● **Задание 1**: Перечисли все имена людей, которые встречаются в отрывке о Булате, в именительном падеже.
● **Задание 2**: Верни дословно часть отрывка о Булате начиная со слов «Почему убывать не» вплоть до слов «это и есть он.» включительно.

● **Фрагмент текста**:
------------------------------------------------------------

Как много, представьте себе, доброты
в молчанье,
в молчанье.
К нам подходит Саша Аронов,[5] почти весело говорит о своих злосчастьях, и мы улыбаемся… Почему? Может быть, оттого, что, и живых, и ушедших, нас связывает нечто, над чем судьба не властна, какое-то надмирное чувство родственной тебе души, пребывающей с тобой всегда, независимо от того, по ту или по эту сторону горизонта остаешься ты сам.
Теперь, когда нет Булата, я преувеличил бы, сказав, что с годами образ его лишь укрупняется в моей памяти. Нет. Распалась та «злоба дневи», что придавала такую остроту его песням; сложилось иное «зло», на которое не хватает ни их ироничности, ни их утешающего лиризма. Это Пастернак не знал, «какое, милые, у нас тысячелетье на дворе». А Булат знал не только какое тысячелетье, но и какой год, день, час, минута. Но вопрос: должны ли часы отягощать запястье поэта? Не приглушается ли собственный пульс их торопливым биеньем? Без них есть риск впасть в безвременье, но зато и есть шанс коснуться вечного. Впрочем, кто коснется, а кто нет, судить не нам. Это решает совсем иная инстанция, не имеющая отношения к нашим притязаниям на последнюю правоту. А пока время расставляет свои акценты, наша благодарность тому, кто бережно и неуловимо вызвал в нас то сокровенное, что наполнило душу музыкой любви и печали, сердечной радости и чистых упований.
Ни о чем я не вспомню сегодня, уволь,
лишь о том, что однажды, родное оплакав,
твое имя откликнулось в нас, как пароль,
и к Москве обернулся взволнованный Краков.
Мы и знать не могли, что нас ждет впереди.
Мы и ведать не ведали, кто к нам стучится, —
только каждый почувствовал: слева в груди
всколыхнулась какая-то райская птица.
Что-то было такое в повадке ее…
Воздух делался звонче и небо богаче,
в Бытие превращалось скупое бытье.
Мы ее полюбили, а как же иначе?
И когда угасал невесомый полет
и слова утешенья вдали замирали,
как под ласковый кров, укрывались мы под
крылья тайной надежды и ясной печали.
Эти струны, покорные певчим перстам,
этот голос, связавший земное и выси,
я ловил – не наслушаться – лившийся к нам
из последней вахтанговской правой кулисы.
Почему убывать не умеют года?..
Вот левкои, что были тобою любимы,
не смутись, подари их Марии, когда
к Ней, Светлейшей, тебя вознесут серафимы.
Лев Шилов
ИЗ ЗАПИСОК ЗВУКОАРХИВИСТА
Я люблю Булата. В этом я ничуть не оригинален. Меня не смущает, мне даже приятно, что его любят многие. И мне всегда хотелось, чтобы таких любящих было всё больше и больше.
Мне казалось, что я знаю какой-то волшебный камень и этого камня волшебного хватит на всех. И можно и нужно сделать так, чтобы как можно больше людей знали эти песни, радовались им, радовались ему, потому что его песни – это и есть он.

------------------------------------------------------------

(Данные для разметки по координатам)
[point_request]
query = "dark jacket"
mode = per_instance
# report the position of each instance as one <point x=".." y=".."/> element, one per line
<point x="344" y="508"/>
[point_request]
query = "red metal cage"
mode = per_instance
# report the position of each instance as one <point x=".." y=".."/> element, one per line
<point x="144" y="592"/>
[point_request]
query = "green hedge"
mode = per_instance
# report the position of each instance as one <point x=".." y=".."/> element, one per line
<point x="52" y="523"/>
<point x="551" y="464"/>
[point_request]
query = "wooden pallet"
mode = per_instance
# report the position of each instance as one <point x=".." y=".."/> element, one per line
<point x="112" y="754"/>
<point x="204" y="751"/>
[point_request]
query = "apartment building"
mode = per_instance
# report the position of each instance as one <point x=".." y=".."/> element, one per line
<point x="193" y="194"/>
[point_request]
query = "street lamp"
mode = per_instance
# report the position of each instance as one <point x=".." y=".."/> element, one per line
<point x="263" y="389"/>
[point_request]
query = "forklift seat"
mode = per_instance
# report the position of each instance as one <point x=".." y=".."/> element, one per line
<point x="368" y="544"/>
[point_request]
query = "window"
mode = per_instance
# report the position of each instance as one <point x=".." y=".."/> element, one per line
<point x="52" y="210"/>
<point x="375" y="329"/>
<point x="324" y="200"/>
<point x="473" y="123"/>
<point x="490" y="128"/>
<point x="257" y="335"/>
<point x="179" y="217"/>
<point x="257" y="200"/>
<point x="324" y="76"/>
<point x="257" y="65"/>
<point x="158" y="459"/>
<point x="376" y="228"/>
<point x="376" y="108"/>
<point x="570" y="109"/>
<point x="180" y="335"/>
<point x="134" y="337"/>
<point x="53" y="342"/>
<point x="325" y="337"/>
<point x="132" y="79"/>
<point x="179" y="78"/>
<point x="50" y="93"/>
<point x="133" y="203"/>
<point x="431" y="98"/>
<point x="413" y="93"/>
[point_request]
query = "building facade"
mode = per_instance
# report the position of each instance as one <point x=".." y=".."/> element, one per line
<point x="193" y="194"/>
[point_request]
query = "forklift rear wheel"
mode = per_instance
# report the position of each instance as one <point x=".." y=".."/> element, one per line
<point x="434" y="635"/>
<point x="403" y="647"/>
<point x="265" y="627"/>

------------------------------------------------------------

● **Решение 1**: Саша Аронов, Булат, Пастернак, Мария, Лев Шилов

● **Решение 2**:
Почему убывать не умеют года?..
Вот левкои, что были тобою любимы,
не смутись, подари их Марии, когда
к Ней, Светлейшей, тебя вознесут серафимы.
Лев Шилов
ИЗ ЗАПИСОК ЗВУКОАРХИВИСТА
Я люблю Булата. В этом я ничуть не оригинален. Меня не смущает, мне даже приятно, что его любят многие. И мне всегда хотелось, чтобы таких любящих было всё больше и больше.
Мне казалось, что я знаю какой-то волшебный камень и этого камня волшебного хватит на всех. И можно и нужно сделать так, чтобы как можно больше людей знали эти песни, радовались им, радовались ему, потому что его песни – это и есть он.